* _Explore the material_
1. Answer these from the column below:
(a) According to the column, who founded "Beauty Redefined"?
(b) Which restaurant's ads do they want people to boycott?
(c) Who does the writer say "hit the genetic lotto"?
2. Reproduce a passage of the column below word for word. Start at the words "Posted on 09/07/2014" and stop after "to that effect.".

* _Document extract_
##############################
Townhall.com ^ | September 7, 2014 | Doug Giles

Posted on 09/07/2014 7:21:14 AM PDT by Kaslin

Last week onClashDaily.comwe ran a story about Mormon twin sisters who founded “Beauty Redefined”, who are calling on folks to boycott Carl's Jr.’s hamburger joint because they run adverts with hot models. According to the religious twins, these ads, “objectify women”; and I guess, by that inference, girls everywhere, because of the ads, will start to feel badly about themselves, adopt some eating disorder and/or get ocean-buoy-sized breast implants in order to look like Kate Upton. Or something to that effect.

Now, before I go on, here’s an FYI for forlorn ladies wanting to look like Kate after watching a Carl's Jr.’s commercial: try as you might you probably will never look like Miss Upton because that bombshell hit the genetic lotto. Don’t even try. It’ll cost too much money and you’ll end up looking like Mickey Rourke with butt implants and bogus hooters.
##############################
* _Data to examine_
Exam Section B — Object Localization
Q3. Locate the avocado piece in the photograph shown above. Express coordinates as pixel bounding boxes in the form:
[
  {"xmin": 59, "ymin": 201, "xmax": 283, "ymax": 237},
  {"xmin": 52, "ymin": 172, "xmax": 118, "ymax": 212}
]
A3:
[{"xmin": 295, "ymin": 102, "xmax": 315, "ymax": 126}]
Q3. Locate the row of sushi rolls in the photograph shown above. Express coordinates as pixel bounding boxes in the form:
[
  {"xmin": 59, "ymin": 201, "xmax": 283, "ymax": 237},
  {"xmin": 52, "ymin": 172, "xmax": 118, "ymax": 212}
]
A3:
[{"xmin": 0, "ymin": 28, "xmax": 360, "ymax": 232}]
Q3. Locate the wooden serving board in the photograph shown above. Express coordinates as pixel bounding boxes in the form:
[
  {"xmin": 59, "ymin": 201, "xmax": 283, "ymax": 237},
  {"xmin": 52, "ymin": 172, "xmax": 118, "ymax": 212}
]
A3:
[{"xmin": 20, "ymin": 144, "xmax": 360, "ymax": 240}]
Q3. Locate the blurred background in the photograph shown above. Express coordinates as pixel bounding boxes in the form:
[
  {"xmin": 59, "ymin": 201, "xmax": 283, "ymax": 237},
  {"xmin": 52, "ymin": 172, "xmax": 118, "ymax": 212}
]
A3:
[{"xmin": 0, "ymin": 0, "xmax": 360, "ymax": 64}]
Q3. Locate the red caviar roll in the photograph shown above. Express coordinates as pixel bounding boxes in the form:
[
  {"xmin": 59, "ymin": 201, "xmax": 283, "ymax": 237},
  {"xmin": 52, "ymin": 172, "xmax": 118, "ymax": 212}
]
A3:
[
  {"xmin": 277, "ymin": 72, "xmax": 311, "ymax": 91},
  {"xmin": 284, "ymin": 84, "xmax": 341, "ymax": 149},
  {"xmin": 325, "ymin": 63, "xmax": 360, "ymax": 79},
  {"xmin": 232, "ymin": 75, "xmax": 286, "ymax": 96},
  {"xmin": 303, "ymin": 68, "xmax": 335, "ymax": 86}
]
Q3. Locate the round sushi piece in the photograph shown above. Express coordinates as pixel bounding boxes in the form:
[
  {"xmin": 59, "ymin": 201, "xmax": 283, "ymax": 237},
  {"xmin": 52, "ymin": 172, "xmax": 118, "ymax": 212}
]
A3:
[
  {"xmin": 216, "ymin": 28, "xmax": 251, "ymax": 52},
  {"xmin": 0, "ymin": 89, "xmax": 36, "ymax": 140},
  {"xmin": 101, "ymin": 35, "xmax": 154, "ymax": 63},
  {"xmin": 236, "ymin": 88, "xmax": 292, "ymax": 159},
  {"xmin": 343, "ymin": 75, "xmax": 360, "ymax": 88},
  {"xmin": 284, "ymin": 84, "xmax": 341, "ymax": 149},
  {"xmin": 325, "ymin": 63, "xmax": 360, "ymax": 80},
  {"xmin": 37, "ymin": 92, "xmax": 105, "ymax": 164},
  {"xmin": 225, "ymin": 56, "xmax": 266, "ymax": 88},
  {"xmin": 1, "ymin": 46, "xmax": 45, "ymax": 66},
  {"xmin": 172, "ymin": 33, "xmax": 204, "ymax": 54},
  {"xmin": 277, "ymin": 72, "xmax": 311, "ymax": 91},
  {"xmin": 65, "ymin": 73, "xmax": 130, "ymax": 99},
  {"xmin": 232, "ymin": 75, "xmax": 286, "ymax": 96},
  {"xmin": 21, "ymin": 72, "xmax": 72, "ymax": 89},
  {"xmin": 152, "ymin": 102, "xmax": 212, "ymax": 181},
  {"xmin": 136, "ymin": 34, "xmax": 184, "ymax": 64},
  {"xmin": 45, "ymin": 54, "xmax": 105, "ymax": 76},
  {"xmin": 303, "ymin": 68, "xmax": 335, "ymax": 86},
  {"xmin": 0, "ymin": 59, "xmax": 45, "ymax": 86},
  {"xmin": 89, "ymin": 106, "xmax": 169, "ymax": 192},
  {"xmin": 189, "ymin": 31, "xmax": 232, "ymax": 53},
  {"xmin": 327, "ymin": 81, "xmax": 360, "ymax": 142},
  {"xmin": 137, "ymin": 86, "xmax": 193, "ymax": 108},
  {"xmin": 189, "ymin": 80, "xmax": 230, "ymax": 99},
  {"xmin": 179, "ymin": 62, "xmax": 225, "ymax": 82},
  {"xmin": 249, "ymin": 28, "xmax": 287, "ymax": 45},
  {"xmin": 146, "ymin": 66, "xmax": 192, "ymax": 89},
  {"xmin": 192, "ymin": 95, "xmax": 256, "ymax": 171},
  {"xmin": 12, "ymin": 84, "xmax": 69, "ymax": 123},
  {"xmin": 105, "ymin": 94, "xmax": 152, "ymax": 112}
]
##############################
* _Task-by-task answers_
1.
(a) Mormon twin sisters.
(b) Carl's Jr.
(c) Kate Upton.

2.
Posted on 09/07/2014 7:21:14 AM PDT by Kaslin

Last week onClashDaily.comwe ran a story about Mormon twin sisters who founded “Beauty Redefined”, who are calling on folks to boycott Carl's Jr.’s hamburger joint because they run adverts with hot models. According to the religious twins, these ads, “objectify women”; and I guess, by that inference, girls everywhere, because of the ads, will start to feel badly about themselves, adopt some eating disorder and/or get ocean-buoy-sized breast implants in order to look like Kate Upton. Or something to that effect.